§ **Exercise**: Your task is to write out the full listing once more, exactly.

§ **Information**:

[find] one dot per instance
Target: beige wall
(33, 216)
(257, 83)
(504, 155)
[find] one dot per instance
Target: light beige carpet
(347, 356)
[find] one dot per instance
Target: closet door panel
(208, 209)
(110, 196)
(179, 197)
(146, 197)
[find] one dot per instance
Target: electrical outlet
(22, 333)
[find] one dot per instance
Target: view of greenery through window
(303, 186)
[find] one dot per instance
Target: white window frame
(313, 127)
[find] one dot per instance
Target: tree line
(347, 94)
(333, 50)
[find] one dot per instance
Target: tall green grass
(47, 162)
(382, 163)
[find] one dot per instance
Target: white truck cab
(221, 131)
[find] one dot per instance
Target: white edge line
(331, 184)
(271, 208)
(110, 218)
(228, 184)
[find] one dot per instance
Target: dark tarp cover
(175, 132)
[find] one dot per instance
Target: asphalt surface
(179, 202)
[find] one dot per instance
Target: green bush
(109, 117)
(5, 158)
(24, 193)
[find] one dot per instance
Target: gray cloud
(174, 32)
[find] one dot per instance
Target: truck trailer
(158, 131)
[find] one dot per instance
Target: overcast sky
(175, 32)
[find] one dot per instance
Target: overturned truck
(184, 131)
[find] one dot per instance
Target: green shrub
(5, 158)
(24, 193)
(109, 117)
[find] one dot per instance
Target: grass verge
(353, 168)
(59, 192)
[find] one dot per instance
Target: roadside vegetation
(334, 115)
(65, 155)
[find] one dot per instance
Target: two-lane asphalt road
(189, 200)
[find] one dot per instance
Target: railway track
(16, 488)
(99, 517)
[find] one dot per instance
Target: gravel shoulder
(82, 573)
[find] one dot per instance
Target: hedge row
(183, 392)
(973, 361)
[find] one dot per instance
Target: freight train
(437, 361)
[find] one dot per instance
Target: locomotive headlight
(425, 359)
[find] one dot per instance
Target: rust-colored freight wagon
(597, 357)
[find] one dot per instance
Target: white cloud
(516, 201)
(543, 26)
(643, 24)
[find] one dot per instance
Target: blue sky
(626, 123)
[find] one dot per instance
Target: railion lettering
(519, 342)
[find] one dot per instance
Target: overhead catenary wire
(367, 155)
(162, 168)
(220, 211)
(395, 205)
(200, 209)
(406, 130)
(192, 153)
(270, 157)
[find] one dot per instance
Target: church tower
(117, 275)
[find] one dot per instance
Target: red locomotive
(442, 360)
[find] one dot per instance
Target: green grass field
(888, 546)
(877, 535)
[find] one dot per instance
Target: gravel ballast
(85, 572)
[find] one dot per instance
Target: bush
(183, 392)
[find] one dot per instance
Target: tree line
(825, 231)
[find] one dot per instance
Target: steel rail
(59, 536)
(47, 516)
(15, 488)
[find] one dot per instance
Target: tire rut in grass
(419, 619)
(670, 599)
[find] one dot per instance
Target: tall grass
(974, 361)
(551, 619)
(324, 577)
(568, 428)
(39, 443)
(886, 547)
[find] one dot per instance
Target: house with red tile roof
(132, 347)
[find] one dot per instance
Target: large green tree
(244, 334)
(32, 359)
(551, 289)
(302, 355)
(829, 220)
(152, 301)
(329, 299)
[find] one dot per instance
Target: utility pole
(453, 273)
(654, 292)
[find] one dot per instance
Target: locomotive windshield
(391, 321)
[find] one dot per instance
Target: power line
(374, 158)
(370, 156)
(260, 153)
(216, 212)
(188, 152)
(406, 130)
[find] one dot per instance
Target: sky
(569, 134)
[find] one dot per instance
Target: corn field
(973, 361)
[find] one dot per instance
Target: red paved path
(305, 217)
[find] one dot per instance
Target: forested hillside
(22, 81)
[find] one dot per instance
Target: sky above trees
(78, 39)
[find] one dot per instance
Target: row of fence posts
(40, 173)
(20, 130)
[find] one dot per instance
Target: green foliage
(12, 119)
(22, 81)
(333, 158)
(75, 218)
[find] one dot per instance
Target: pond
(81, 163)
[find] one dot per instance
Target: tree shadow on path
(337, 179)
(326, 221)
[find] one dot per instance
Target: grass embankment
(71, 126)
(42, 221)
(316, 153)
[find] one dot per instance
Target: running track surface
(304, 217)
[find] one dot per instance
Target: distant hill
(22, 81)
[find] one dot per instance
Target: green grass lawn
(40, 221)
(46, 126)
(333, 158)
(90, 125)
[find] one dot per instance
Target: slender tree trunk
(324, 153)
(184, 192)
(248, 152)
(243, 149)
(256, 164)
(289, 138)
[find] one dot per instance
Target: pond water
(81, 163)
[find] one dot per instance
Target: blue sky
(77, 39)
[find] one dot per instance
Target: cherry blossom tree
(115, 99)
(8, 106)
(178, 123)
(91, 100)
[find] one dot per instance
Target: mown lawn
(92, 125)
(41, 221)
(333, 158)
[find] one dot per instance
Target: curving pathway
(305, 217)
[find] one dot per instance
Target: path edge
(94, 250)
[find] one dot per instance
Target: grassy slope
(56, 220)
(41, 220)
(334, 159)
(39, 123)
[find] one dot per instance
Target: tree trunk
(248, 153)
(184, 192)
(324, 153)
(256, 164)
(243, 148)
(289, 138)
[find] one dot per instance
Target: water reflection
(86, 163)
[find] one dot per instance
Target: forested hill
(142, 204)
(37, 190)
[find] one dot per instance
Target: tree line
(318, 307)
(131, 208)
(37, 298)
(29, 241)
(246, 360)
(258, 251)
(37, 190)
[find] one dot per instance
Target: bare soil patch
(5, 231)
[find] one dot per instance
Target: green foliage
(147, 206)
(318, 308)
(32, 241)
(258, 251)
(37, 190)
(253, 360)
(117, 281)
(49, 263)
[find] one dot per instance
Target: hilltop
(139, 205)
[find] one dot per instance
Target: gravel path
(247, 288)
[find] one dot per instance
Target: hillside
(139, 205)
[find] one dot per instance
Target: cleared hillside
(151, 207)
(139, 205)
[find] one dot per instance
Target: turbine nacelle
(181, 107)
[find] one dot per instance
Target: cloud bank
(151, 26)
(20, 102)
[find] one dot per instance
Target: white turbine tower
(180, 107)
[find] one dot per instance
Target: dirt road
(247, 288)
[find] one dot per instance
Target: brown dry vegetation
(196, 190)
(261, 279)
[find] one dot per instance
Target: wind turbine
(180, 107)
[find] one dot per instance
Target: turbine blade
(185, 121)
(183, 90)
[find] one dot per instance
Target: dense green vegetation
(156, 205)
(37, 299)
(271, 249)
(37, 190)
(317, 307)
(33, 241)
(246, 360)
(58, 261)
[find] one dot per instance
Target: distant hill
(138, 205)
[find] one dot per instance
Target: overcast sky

§ **Final answer**:
[find] one dot per instance
Target: beige wall
(33, 216)
(257, 83)
(504, 155)
[find] one dot per instance
Target: light beige carpet
(347, 356)
[find] one dot per instance
Target: closet door panel
(208, 209)
(110, 196)
(179, 197)
(146, 197)
[find] one dot per instance
Target: electrical outlet
(22, 333)
[find] one dot per instance
Target: view of greenery through window
(303, 186)
[find] one dot per instance
Target: white window frame
(313, 127)
[find] one dot per instance
Target: tree line
(347, 94)
(333, 50)
[find] one dot per instance
Target: tall green grass
(47, 162)
(382, 163)
[find] one dot per instance
Target: white truck cab
(221, 131)
[find] one dot per instance
Target: white edge line
(331, 184)
(271, 208)
(110, 218)
(228, 184)
[find] one dot per instance
Target: dark tarp cover
(175, 132)
[find] one dot per instance
Target: asphalt surface
(179, 202)
[find] one dot per instance
Target: green bush
(109, 117)
(5, 158)
(24, 193)
[find] one dot per instance
Target: gray cloud
(174, 32)
[find] one dot per instance
Target: truck trailer
(158, 131)
[find] one dot per instance
Target: overcast sky
(175, 32)
[find] one dot per instance
Target: overturned truck
(184, 131)
[find] one dot per instance
Target: green shrub
(5, 158)
(24, 193)
(109, 117)
[find] one dot per instance
Target: grass verge
(353, 168)
(59, 192)
[find] one dot per instance
Target: roadside vegetation
(334, 115)
(65, 155)
[find] one dot per instance
Target: two-lane asphalt road
(189, 200)
[find] one dot per instance
Target: railway track
(16, 488)
(99, 517)
[find] one dot per instance
Target: gravel shoulder
(82, 573)
[find] one dot per instance
Target: hedge row
(183, 392)
(973, 361)
[find] one dot per instance
Target: freight train
(437, 361)
[find] one dot per instance
Target: locomotive headlight
(425, 359)
[find] one dot per instance
Target: rust-colored freight wagon
(597, 357)
[find] one dot per instance
Target: white cloud
(516, 201)
(543, 26)
(643, 24)
[find] one dot per instance
Target: blue sky
(626, 123)
[find] one dot per instance
Target: railion lettering
(519, 342)
[find] one dot per instance
Target: overhead catenary wire
(367, 155)
(162, 168)
(220, 211)
(395, 205)
(200, 209)
(406, 130)
(192, 153)
(270, 157)
[find] one dot per instance
Target: church tower
(117, 275)
[find] one dot per instance
Target: red locomotive
(442, 360)
[find] one dot per instance
Target: green grass field
(888, 546)
(877, 535)
[find] one dot per instance
Target: gravel ballast
(85, 572)
[find] one dot per instance
Target: bush
(183, 392)
[find] one dot per instance
Target: tree line
(825, 231)
[find] one dot per instance
Target: steel rail
(59, 536)
(47, 516)
(15, 488)
[find] one dot per instance
Target: tire rut in grass
(419, 619)
(670, 599)
[find] one dot per instance
Target: tall grass
(974, 361)
(551, 619)
(324, 577)
(568, 428)
(39, 443)
(886, 547)
[find] one dot per instance
Target: house with red tile roof
(132, 347)
[find] one dot per instance
Target: large green tree
(244, 334)
(32, 359)
(551, 289)
(302, 355)
(829, 220)
(152, 301)
(329, 299)
[find] one dot per instance
Target: utility pole
(453, 273)
(654, 292)
[find] one dot per instance
Target: locomotive windshield
(391, 321)
[find] one dot per instance
Target: power line
(374, 158)
(370, 156)
(260, 153)
(216, 212)
(188, 152)
(406, 130)
[find] one dot per instance
Target: sky
(569, 134)
[find] one dot per instance
Target: corn field
(973, 361)
[find] one dot per instance
Target: red paved path
(305, 217)
[find] one dot per instance
Target: forested hillside
(22, 81)
[find] one dot per instance
Target: sky above trees
(78, 39)
[find] one dot per instance
Target: row of fence posts
(40, 173)
(20, 130)
[find] one dot per instance
Target: green foliage
(12, 119)
(22, 81)
(333, 158)
(75, 218)
[find] one dot per instance
Target: pond
(81, 163)
[find] one dot per instance
Target: tree shadow on path
(337, 179)
(326, 221)
[find] one dot per instance
Target: grass embankment
(71, 126)
(42, 221)
(316, 153)
[find] one dot per instance
Target: running track surface
(304, 217)
[find] one dot per instance
Target: distant hill
(22, 81)
[find] one dot per instance
Target: green grass lawn
(40, 221)
(46, 126)
(333, 158)
(90, 125)
[find] one dot per instance
Target: slender tree trunk
(324, 153)
(184, 192)
(248, 152)
(243, 149)
(256, 164)
(289, 138)
[find] one dot per instance
Target: pond water
(81, 163)
[find] one dot per instance
Target: blue sky
(77, 39)
[find] one dot per instance
Target: cherry blossom tree
(115, 99)
(8, 106)
(178, 123)
(91, 100)
[find] one dot per instance
Target: mown lawn
(92, 125)
(41, 221)
(333, 158)
[find] one dot per instance
Target: curving pathway
(305, 217)
[find] one dot per instance
Target: path edge
(94, 250)
[find] one dot per instance
Target: grassy slope
(56, 220)
(41, 220)
(334, 159)
(39, 123)
[find] one dot per instance
Target: tree trunk
(248, 153)
(184, 192)
(324, 153)
(256, 164)
(243, 148)
(289, 138)
[find] one dot per instance
Target: water reflection
(86, 163)
[find] one dot per instance
Target: forested hill
(142, 204)
(37, 190)
[find] one dot per instance
Target: tree line
(318, 307)
(131, 208)
(37, 298)
(29, 241)
(246, 360)
(258, 251)
(37, 190)
[find] one dot per instance
Target: bare soil patch
(5, 231)
[find] one dot per instance
Target: green foliage
(147, 206)
(318, 308)
(32, 241)
(258, 251)
(37, 190)
(253, 360)
(117, 281)
(49, 263)
[find] one dot per instance
Target: hilltop
(139, 205)
[find] one dot per instance
Target: gravel path
(247, 288)
[find] one dot per instance
Target: hillside
(139, 205)
[find] one dot per instance
Target: cleared hillside
(151, 207)
(139, 205)
[find] one dot per instance
Target: turbine nacelle
(181, 107)
[find] one dot per instance
Target: cloud bank
(151, 26)
(20, 102)
[find] one dot per instance
Target: white turbine tower
(180, 107)
[find] one dot per instance
Target: dirt road
(247, 288)
[find] one dot per instance
Target: brown dry vegetation
(196, 190)
(261, 279)
[find] one dot per instance
Target: wind turbine
(180, 107)
[find] one dot per instance
Target: turbine blade
(185, 121)
(183, 90)
[find] one dot per instance
Target: dense green vegetation
(156, 205)
(37, 299)
(271, 249)
(37, 190)
(317, 307)
(33, 241)
(246, 360)
(58, 261)
[find] one dot per instance
Target: distant hill
(138, 205)
[find] one dot per instance
Target: overcast sky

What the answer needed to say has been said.